AIM OF THE EXERCISE: Quote every one of the records below verbatim, line for line and in the same order.

RECORD EXCERPTS:

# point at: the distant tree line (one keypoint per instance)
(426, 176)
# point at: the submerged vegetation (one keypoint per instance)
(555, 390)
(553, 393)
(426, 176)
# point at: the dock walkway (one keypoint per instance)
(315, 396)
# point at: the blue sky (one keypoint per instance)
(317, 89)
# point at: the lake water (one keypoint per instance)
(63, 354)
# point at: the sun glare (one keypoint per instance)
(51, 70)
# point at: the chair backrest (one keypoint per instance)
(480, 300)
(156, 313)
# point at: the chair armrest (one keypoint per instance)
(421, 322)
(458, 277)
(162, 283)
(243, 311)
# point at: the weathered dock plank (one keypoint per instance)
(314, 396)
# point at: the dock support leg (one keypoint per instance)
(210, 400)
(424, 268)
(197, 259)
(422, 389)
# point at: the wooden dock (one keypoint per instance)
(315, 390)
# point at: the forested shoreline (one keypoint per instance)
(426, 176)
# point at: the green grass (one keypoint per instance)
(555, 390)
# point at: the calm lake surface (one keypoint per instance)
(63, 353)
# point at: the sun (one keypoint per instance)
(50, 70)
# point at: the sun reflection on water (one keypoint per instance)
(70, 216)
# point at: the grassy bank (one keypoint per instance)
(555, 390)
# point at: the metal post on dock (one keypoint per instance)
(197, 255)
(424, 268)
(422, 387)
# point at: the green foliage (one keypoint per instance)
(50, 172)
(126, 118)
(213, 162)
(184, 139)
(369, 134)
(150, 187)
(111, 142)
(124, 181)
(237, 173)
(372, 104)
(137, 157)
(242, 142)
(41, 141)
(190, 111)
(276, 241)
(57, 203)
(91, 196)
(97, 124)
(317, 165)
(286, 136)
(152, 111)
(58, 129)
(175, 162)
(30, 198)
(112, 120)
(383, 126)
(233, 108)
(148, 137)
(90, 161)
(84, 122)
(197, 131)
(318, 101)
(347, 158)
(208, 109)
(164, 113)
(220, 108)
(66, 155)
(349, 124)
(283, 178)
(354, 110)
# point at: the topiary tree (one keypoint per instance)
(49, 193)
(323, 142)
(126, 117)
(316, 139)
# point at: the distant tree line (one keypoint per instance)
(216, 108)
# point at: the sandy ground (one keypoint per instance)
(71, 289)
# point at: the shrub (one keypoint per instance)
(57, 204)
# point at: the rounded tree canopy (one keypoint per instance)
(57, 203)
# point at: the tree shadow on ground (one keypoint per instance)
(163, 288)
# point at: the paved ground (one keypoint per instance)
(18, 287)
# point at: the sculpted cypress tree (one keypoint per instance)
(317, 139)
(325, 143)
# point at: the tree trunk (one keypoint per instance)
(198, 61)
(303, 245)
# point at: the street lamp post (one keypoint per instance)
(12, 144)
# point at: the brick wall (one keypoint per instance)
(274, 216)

RESULT OF THIS TASK:
# point at: the distant tree line (one keypoint per instance)
(426, 176)
# point at: the submerged vegetation (one keypoint per instance)
(555, 390)
(553, 393)
(426, 176)
# point at: the dock walkway (one keypoint per instance)
(315, 396)
# point at: the blue sky (one keypoint per instance)
(317, 89)
# point at: the lake water (one keypoint per instance)
(63, 354)
# point at: the sun glare (one keypoint per instance)
(51, 70)
# point at: the chair backrest (one keypoint per instance)
(480, 300)
(156, 313)
# point at: the chair armrest (one keypoint per instance)
(421, 322)
(458, 277)
(162, 283)
(243, 311)
# point at: the weathered dock plank (one keypoint per instance)
(314, 396)
# point at: the dock support leg (one keypoint per instance)
(210, 400)
(424, 268)
(197, 259)
(422, 389)
# point at: the wooden dock (one keypoint per instance)
(315, 390)
# point at: the forested shoreline (one keypoint per instance)
(426, 176)
# point at: the green grass (one keypoint per instance)
(555, 390)
# point at: the calm lake surface (one keypoint per instance)
(63, 353)
# point at: the sun (one keypoint per instance)
(50, 70)
# point at: the sun reflection on water (one keypoint per instance)
(70, 216)
# point at: the grassy bank (one keypoint per instance)
(555, 390)
# point at: the metal post on dock (one keypoint per instance)
(197, 255)
(424, 268)
(422, 387)
# point at: the green foliage (one keypoint per instance)
(50, 172)
(126, 118)
(213, 162)
(184, 139)
(369, 134)
(150, 187)
(111, 142)
(124, 181)
(237, 173)
(372, 104)
(137, 157)
(242, 142)
(41, 141)
(190, 111)
(276, 241)
(57, 203)
(91, 196)
(97, 124)
(317, 165)
(286, 136)
(152, 111)
(58, 129)
(175, 162)
(30, 198)
(112, 120)
(383, 126)
(233, 108)
(148, 137)
(90, 161)
(84, 122)
(197, 131)
(318, 101)
(347, 158)
(208, 109)
(164, 113)
(220, 108)
(66, 155)
(349, 124)
(283, 178)
(354, 110)
# point at: the topiary tree (one keypoint per instance)
(49, 193)
(323, 142)
(126, 117)
(316, 139)
# point at: the distant tree line (one keypoint per instance)
(216, 108)
# point at: the sandy ground (one keypoint per instance)
(71, 289)
# point at: the shrub (one keypoint per instance)
(57, 204)
# point at: the rounded tree canopy (one keypoint per instance)
(57, 203)
# point at: the tree shadow on ground (one keypoint per instance)
(163, 288)
# point at: the paved ground (one keypoint per instance)
(18, 287)
# point at: the sculpted cypress tree (one keypoint per instance)
(317, 139)
(325, 143)
# point at: the tree trunk (one keypoint per instance)
(198, 61)
(303, 245)
# point at: the street lamp post (one keypoint per instance)
(12, 144)
# point at: the brick wall (one keypoint per instance)
(274, 216)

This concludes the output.